#### [Task objective]
Reproduce all of the material exactly as shown.

#### [Raw records]
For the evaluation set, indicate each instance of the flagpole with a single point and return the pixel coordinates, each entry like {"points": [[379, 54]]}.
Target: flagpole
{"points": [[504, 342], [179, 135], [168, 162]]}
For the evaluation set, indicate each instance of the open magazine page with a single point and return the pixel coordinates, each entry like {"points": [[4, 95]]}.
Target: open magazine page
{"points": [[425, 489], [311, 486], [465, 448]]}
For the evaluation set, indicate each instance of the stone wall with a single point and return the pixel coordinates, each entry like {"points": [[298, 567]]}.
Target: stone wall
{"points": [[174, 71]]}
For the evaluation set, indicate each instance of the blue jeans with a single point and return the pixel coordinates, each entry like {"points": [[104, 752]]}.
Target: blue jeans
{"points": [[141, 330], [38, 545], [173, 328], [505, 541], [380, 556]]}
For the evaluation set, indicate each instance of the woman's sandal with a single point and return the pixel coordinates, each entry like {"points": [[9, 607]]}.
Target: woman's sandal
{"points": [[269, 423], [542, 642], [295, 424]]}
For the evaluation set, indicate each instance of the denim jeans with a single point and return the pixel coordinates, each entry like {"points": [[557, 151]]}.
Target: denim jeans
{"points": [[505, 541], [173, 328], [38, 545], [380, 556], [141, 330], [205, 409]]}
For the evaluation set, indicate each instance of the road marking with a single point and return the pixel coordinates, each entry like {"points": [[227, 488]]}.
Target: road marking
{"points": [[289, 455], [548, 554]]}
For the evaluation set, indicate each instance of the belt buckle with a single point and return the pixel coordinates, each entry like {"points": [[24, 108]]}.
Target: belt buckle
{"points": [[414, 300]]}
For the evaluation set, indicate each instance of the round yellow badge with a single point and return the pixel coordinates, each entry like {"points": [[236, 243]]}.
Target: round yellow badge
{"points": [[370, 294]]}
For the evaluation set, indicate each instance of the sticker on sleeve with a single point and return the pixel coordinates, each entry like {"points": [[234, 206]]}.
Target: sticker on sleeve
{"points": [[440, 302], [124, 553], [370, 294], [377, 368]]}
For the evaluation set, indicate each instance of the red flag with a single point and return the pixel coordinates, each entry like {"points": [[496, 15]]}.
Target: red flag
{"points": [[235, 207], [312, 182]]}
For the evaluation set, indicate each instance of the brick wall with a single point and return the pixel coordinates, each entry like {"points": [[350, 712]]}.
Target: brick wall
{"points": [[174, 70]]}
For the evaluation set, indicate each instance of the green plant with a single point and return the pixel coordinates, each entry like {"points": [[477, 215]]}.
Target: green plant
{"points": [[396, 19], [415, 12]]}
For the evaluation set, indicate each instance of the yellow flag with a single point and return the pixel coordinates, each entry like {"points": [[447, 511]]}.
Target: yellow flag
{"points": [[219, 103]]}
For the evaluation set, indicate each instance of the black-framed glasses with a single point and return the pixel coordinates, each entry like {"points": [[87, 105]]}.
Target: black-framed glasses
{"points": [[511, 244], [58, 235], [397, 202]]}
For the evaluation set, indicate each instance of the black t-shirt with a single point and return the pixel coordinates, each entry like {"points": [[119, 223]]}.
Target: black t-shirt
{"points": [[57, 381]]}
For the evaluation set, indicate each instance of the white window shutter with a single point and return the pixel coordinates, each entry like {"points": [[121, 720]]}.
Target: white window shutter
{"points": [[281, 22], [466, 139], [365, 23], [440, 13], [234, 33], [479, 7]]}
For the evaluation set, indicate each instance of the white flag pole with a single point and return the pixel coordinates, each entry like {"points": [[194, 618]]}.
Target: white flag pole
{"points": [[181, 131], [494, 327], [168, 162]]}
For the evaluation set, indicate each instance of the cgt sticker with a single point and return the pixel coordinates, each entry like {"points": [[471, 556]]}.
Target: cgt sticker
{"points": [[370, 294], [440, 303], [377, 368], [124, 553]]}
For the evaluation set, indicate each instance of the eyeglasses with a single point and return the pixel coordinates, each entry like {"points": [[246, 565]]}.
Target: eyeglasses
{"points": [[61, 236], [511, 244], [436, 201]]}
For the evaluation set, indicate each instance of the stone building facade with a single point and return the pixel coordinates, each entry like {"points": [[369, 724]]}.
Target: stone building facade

#### [Result]
For the evaluation set, indicate each instance of the flagpole with a single point and return the pixel coordinates, each entry like {"points": [[379, 54]]}.
Target: flagpole
{"points": [[504, 342], [179, 135], [168, 162]]}
For the evaluation set, indicate each instance of the open magazine page with a single point and return the pixel coordinates, each entry like {"points": [[4, 95]]}.
Target: open magazine page
{"points": [[425, 489], [311, 486], [465, 448]]}
For the evaluation set, indicate each instance of the stone wall with a single point and return the pixel coordinates, each entry like {"points": [[298, 567]]}.
Target: stone wall
{"points": [[174, 71]]}
For the evaluation set, indicate each instance of the blue jeans with a single point and return the pixel coordinates, each entry like {"points": [[104, 752]]}.
Target: blue jeans
{"points": [[141, 330], [38, 545], [173, 328], [505, 541], [380, 556]]}
For the evaluation set, indicate each instance of the woman's sandal with a single point and return the pixel coordinates, each entry like {"points": [[9, 607]]}.
Target: woman's sandal
{"points": [[269, 423], [542, 642], [295, 424]]}
For the evaluation set, indicate each instance of the denim jeans with a single point and return the pixel coordinates, each entry like {"points": [[557, 151]]}.
Target: denim jeans
{"points": [[505, 541], [173, 328], [38, 545], [380, 556], [141, 330], [205, 409]]}
For the evaluation set, indicate each instance of the road marking with a single point and return the pixel coordinates, each entry like {"points": [[227, 488]]}.
Target: road marking
{"points": [[289, 455], [548, 554]]}
For the evaluation set, indicate each instance of the belt buckle with a single point and return the pixel coordinates, each entry like {"points": [[24, 108]]}.
Target: belt buckle
{"points": [[414, 300]]}
For the evaluation set, indicate each instance of the round yellow badge with a single point and return the pixel coordinates, each entry like {"points": [[236, 243]]}.
Target: round yellow badge
{"points": [[370, 294]]}
For the evaluation set, indicate each instance of the sticker on sleeve with a single point and return the pixel coordinates, each entry like {"points": [[234, 206]]}.
Target: sticker on sleeve
{"points": [[440, 302], [124, 553], [370, 294], [377, 368]]}
For the evaluation set, indicate each instance of the red flag with a single point and return the pixel coordinates, each entry like {"points": [[496, 15]]}.
Target: red flag
{"points": [[235, 207], [312, 182]]}
For the evaluation set, indicate each instance of the brick wall with a single point and return the pixel coordinates, each entry like {"points": [[350, 712]]}.
Target: brick wall
{"points": [[174, 70]]}
For the evaluation set, indicate each instance of the green plant with a single point and return the pixel coordinates, each entry like {"points": [[477, 215]]}.
Target: green plant
{"points": [[396, 19], [415, 12]]}
For the evaluation set, indicate each instance of the yellow flag with a single point and return the pixel coordinates, each entry like {"points": [[447, 511]]}.
Target: yellow flag
{"points": [[219, 103]]}
For the evaluation set, indicate each instance of the black-framed glasses with a single point and return the pixel coordinates, each entry like {"points": [[87, 105]]}.
Target: black-framed glasses
{"points": [[511, 244], [58, 235], [397, 202]]}
For the evaluation set, indicate each instance of the black t-shirt with a single point and return the pixel coordinates, each entry like {"points": [[119, 223]]}.
Target: black t-shirt
{"points": [[57, 381]]}
For the evaluation set, indicate each instance of the white window shutter with a single point and return the pixel coordinates, each entry like {"points": [[121, 720]]}.
Target: white window shutter
{"points": [[281, 22], [466, 139], [365, 23], [440, 13], [234, 33], [479, 7]]}
For the evaluation set, indicate each instance of the white flag pole with a single point and return the pixel coordinates, each entry like {"points": [[194, 618]]}.
Target: white flag pole
{"points": [[181, 131], [494, 327], [168, 162]]}
For the evaluation set, indicate each instance of the cgt sticker with a single point and return the pixel coordinates, each entry like {"points": [[471, 556]]}.
Target: cgt sticker
{"points": [[370, 294], [440, 303], [377, 368], [124, 553]]}
For the evaluation set, indicate each instance of the eyeglasses with a single point and return the pixel coordinates, each entry like {"points": [[246, 565]]}.
Target: eyeglasses
{"points": [[61, 236], [511, 244], [436, 201]]}
For the evaluation set, indicate each instance of the stone building facade with a single point and return the pixel coordinates, each entry like {"points": [[369, 724]]}.
Target: stone building facade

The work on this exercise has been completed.